> **Aim**: Reproduce the entire Itel S23 text below word for word.

> **Text segment**:
* * * * *

The Itel S23 is a series of Android-based smartphones developed, manufactured, designed, and market by Itel Mobile. This phone was announced in Indonesia in May 2023 for the S23 4G model, and in September 2023 for the S23+ model.

== Design ==
The back panel has a flat finish with a glossy texture reminiscent of glass. The white variant, which uniquely shifts color under UV light or direct sunlight, transitioning from white to a subtle purple hue.

== Technical specifications ==
=== Dimensions ===
The device has a dimension of 164 × 76 × 8 mm (with some variants noted as 165 × 76.3 × 8.6 mm). Weighing between 185 g and 195 g.

=== Processor ===

==== Itel S23 ====
The Itel S23 is powered by the Unisoc T606 chipset. It features an octa-core CPU configuration with 2 cores of Cortex-A75 and 6 cores of Cortex-A55, all clocked at about 1.6 GHz.

==== Itel S23+ ====
The Itel S23+ has the Unisoc Tiger T616 processor. It also has an octa-core setup but with faster cores: 2 cores of Cortex-A75 running at 2.0 GHz coupled with 6 Cortex-A55 cores at 1.8 GHz.

=== Display ===
The front of the Itel S23 is equipped by a 6.6-inch IPS LCD display and AMOLED, 500 nits for the S23+. The design incorporates a waterdrop notch that houses the front-facing camera. With a 90Hz refresh rate, the display offers smooth transitions and responsive touch interactions.

* * * * *

> **Extracted data**:
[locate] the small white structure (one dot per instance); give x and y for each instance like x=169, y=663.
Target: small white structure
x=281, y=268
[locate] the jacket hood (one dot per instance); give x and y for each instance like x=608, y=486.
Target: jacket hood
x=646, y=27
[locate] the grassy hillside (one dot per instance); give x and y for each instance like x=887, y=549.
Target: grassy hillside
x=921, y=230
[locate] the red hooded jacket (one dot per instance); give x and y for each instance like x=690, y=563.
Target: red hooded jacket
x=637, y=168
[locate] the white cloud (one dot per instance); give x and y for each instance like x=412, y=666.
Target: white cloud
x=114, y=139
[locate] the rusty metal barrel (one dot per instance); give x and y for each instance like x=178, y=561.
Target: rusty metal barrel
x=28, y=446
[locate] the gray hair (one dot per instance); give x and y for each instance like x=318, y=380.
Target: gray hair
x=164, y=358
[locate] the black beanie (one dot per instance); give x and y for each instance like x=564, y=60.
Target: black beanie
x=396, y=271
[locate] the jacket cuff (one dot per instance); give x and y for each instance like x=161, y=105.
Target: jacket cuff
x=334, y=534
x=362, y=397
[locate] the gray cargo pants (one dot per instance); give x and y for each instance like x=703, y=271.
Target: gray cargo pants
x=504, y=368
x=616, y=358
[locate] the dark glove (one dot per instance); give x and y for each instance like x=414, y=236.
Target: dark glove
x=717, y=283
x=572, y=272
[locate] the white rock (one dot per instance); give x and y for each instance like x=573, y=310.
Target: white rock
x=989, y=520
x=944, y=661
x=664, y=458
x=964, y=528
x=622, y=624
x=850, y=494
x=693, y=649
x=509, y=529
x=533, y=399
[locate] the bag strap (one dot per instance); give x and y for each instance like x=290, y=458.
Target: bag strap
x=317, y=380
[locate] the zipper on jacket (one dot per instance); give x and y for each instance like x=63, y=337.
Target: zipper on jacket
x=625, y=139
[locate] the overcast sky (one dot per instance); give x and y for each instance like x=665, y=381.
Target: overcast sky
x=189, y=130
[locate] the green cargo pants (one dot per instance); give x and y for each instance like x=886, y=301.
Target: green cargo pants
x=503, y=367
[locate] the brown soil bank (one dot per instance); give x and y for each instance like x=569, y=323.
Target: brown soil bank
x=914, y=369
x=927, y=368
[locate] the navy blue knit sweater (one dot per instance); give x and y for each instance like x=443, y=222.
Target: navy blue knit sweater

* * * * *

> **Written response**:
The Itel S23 is a series of Android-based smartphones developed, manufactured, designed, and market by Itel Mobile. This phone was announced in Indonesia in May 2023 for the S23 4G model, and in September 2023 for the S23+ model.

== Design ==
The back panel has a flat finish with a glossy texture reminiscent of glass. The white variant, which uniquely shifts color under UV light or direct sunlight, transitioning from white to a subtle purple hue.

== Technical specifications ==
=== Dimensions ===
The device has a dimension of 164 × 76 × 8 mm (with some variants noted as 165 × 76.3 × 8.6 mm). Weighing between 185 g and 195 g.

=== Processor ===

==== Itel S23 ====
The Itel S23 is powered by the Unisoc T606 chipset. It features an octa-core CPU configuration with 2 cores of Cortex-A75 and 6 cores of Cortex-A55, all clocked at about 1.6 GHz.

==== Itel S23+ ====
The Itel S23+ has the Unisoc Tiger T616 processor. It also has an octa-core setup but with faster cores: 2 cores of Cortex-A75 running at 2.0 GHz coupled with 6 Cortex-A55 cores at 1.8 GHz.

=== Display ===
The front of the Itel S23 is equipped by a 6.6-inch IPS LCD display and AMOLED, 500 nits for the S23+. The design incorporates a waterdrop notch that houses the front-facing camera. With a 90Hz refresh rate, the display offers smooth transitions and responsive touch interactions.